● **What you have to do**
Which lines of the records contain the string "xmax"? Gather every one of them and copy each out in full.
******
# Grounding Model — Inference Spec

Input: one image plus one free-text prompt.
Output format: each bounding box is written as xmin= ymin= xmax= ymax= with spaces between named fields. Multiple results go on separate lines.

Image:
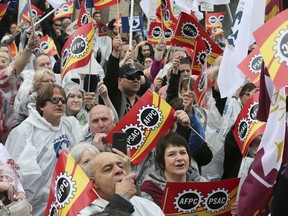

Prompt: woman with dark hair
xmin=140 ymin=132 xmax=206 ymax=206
******
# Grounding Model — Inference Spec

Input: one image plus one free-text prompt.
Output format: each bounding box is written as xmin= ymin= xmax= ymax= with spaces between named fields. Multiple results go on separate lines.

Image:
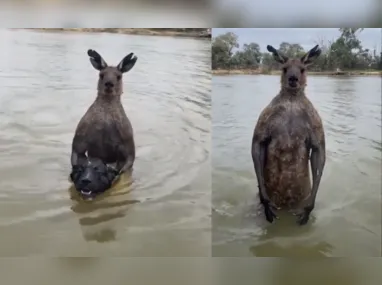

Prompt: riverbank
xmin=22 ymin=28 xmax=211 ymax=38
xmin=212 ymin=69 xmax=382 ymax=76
******
● **Reply to the task**
Output format: each bounding box is written as xmin= ymin= xmax= ymax= with spaces between named fields. Multiple results go on separate lines.
xmin=140 ymin=132 xmax=206 ymax=206
Output format: each bounding box is written as xmin= ymin= xmax= ymax= with spaces between named fields. Multiple results go on separate lines.
xmin=22 ymin=28 xmax=211 ymax=38
xmin=212 ymin=69 xmax=382 ymax=76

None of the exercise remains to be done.